BEGIN

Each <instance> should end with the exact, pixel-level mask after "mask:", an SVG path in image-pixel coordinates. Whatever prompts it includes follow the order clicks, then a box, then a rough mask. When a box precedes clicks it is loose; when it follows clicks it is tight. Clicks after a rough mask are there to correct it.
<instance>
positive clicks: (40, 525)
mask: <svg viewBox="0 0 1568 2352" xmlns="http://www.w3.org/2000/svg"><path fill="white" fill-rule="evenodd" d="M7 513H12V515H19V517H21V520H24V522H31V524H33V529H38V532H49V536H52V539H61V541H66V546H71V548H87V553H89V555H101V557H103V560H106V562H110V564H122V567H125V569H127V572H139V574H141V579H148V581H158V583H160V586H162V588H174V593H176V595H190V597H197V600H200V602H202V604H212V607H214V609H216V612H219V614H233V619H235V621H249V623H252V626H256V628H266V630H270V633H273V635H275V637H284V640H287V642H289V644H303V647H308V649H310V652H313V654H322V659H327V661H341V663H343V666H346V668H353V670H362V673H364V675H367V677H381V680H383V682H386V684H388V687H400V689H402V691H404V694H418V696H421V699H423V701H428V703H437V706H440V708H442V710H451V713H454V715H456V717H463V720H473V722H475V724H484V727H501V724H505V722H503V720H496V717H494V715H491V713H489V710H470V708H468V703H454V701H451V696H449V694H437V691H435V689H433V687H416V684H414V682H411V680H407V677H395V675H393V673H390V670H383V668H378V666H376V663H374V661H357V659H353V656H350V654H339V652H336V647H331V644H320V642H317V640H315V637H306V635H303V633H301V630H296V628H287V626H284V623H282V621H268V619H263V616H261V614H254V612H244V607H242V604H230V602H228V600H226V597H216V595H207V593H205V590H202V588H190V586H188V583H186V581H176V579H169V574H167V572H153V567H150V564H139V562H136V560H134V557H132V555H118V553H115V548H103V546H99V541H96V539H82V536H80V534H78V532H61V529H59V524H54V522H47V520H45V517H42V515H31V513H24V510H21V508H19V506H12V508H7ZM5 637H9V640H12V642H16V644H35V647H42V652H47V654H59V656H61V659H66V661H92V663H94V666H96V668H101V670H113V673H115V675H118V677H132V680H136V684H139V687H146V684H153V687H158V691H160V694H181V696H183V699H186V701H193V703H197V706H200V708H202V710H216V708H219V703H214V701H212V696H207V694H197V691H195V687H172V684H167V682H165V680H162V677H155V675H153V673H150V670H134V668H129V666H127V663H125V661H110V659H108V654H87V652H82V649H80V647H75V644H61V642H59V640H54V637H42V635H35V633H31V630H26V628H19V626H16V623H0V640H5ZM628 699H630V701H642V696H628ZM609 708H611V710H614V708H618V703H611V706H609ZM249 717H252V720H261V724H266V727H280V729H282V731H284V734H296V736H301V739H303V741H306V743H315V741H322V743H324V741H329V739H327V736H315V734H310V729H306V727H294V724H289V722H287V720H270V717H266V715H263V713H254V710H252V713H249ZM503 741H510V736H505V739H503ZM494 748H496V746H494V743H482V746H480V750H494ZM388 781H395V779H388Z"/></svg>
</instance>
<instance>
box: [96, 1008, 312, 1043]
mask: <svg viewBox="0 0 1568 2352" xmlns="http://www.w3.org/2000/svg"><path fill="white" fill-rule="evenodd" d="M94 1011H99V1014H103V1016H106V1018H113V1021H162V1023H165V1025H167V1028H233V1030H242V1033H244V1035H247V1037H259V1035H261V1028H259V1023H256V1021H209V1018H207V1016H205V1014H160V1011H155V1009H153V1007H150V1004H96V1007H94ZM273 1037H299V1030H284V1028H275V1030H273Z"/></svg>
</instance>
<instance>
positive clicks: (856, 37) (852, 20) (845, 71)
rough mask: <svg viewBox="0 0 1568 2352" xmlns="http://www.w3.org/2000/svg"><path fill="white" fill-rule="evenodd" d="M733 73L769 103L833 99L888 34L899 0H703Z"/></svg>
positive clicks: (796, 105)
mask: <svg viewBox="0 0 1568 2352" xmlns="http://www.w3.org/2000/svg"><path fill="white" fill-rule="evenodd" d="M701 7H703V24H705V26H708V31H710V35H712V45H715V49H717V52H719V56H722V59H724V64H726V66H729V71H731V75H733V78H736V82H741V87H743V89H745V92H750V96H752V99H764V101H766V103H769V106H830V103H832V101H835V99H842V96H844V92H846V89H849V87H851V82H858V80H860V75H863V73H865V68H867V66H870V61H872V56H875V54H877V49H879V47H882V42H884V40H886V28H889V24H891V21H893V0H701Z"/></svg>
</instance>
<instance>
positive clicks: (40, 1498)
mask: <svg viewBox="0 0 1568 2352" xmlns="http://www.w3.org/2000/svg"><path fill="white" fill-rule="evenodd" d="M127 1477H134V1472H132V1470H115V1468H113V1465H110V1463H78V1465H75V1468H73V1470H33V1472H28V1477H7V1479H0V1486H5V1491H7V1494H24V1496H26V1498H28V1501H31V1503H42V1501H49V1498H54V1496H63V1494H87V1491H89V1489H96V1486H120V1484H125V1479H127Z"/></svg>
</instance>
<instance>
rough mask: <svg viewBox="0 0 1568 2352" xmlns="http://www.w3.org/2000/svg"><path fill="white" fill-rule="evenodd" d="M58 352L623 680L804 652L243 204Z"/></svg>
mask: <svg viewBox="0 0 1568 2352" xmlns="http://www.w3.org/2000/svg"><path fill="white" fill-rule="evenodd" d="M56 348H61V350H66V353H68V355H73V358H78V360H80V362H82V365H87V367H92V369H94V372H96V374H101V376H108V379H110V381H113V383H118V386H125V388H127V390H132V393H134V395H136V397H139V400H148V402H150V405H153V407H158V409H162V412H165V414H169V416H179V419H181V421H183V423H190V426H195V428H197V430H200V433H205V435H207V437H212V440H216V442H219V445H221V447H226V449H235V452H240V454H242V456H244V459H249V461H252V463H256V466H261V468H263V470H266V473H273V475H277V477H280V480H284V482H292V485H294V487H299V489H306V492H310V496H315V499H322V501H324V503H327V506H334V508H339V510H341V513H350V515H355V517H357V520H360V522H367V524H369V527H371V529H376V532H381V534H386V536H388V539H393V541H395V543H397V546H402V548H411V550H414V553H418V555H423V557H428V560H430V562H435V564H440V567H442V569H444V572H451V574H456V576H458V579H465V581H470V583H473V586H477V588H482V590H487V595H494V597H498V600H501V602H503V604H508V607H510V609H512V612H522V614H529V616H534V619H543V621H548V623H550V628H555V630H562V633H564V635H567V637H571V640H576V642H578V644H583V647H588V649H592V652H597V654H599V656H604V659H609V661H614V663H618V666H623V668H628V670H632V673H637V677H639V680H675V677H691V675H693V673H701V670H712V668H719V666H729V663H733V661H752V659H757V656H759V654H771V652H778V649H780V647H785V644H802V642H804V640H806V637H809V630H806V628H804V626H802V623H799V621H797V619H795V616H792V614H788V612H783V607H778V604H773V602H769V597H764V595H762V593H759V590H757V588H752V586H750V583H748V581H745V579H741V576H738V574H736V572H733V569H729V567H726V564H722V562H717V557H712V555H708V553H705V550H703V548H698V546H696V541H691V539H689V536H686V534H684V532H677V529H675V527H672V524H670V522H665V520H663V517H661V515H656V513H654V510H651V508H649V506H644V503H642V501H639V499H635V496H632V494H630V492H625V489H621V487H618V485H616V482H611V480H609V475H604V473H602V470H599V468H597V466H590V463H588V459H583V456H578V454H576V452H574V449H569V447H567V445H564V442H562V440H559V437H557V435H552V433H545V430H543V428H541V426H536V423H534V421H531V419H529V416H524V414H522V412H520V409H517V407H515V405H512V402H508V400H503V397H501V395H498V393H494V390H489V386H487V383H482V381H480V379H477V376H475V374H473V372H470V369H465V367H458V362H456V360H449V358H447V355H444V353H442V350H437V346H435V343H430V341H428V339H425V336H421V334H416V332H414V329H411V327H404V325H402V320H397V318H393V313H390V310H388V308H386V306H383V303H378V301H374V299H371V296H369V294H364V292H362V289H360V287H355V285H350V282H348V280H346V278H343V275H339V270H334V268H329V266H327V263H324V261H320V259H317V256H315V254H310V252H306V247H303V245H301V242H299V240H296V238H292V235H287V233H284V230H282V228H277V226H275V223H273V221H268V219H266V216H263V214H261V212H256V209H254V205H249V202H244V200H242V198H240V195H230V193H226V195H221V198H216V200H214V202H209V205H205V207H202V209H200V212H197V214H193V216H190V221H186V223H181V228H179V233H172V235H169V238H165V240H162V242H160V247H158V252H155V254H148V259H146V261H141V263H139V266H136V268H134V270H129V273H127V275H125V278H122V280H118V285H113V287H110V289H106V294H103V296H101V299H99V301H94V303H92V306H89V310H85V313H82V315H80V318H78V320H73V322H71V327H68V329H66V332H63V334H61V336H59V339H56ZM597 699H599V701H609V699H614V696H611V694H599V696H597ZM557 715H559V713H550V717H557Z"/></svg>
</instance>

END
BEGIN

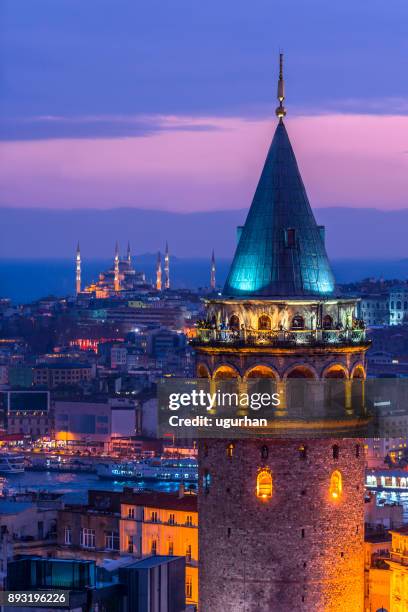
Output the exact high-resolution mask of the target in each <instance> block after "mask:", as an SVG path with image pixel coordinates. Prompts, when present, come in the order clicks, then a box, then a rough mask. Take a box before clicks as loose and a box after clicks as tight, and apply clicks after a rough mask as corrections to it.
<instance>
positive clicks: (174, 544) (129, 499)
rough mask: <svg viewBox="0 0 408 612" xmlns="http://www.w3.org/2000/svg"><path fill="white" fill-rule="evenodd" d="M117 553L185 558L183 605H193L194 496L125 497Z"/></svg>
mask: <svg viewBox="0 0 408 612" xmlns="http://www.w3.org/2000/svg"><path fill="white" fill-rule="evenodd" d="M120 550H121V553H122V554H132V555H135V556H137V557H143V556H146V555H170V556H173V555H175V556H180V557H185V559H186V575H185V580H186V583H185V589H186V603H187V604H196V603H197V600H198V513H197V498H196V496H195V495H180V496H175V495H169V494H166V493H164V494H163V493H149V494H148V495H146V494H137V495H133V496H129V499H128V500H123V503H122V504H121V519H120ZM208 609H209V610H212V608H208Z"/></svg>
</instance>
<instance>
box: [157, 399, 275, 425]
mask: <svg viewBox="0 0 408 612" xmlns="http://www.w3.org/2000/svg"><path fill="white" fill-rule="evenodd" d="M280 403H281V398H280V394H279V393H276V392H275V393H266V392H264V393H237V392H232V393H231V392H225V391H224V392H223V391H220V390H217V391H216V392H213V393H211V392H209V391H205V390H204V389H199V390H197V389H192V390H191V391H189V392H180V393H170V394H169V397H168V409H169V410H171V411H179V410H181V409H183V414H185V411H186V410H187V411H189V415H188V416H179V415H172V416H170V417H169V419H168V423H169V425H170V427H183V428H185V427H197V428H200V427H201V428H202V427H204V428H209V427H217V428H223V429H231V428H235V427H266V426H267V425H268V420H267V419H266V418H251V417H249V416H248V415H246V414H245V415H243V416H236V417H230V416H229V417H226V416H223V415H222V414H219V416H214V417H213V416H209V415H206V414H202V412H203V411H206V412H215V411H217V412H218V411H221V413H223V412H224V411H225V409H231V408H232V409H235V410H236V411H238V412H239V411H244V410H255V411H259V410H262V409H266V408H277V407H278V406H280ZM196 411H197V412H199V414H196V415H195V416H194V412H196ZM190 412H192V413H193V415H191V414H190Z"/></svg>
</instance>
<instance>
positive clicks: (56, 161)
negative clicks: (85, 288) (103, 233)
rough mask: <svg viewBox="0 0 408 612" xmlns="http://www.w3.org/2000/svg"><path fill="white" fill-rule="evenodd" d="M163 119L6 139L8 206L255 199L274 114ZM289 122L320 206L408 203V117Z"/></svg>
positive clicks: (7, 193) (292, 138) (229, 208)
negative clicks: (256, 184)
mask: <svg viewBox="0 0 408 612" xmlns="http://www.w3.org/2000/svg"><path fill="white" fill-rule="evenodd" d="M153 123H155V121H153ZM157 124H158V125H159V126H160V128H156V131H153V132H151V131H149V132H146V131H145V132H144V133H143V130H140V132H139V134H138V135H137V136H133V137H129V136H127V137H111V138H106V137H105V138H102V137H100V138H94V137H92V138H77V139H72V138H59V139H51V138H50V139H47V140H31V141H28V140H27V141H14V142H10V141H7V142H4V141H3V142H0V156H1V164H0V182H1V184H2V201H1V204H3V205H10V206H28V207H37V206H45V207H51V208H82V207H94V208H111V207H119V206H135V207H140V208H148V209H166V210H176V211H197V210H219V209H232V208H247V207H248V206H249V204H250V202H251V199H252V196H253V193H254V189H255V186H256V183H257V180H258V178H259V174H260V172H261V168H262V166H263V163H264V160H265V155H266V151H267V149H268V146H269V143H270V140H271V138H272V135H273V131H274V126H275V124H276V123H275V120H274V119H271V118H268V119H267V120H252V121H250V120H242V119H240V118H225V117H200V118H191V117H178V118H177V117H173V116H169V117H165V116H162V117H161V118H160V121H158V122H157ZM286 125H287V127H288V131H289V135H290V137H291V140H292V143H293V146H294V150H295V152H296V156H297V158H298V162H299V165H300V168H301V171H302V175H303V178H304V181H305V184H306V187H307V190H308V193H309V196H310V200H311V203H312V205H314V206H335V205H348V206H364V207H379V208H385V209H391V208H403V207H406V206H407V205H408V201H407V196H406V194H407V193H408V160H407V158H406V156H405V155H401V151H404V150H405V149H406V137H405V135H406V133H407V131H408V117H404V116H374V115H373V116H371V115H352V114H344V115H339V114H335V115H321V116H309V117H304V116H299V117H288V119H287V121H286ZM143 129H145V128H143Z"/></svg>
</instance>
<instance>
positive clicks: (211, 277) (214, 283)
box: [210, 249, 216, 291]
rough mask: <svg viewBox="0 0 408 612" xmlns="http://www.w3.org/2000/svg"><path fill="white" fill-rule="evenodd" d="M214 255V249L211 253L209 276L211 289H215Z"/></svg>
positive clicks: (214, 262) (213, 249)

END

Task details: Copy out the lines above exactly, beginning at the one that contains "119L6 139L8 206L255" and ending at the one that contains "positive clicks: (7, 193)".

Answer space:
rough mask: <svg viewBox="0 0 408 612" xmlns="http://www.w3.org/2000/svg"><path fill="white" fill-rule="evenodd" d="M163 119L6 139L8 206L255 199L274 114ZM289 122L320 206L408 203V117Z"/></svg>
positive clicks: (7, 193) (292, 138) (229, 208)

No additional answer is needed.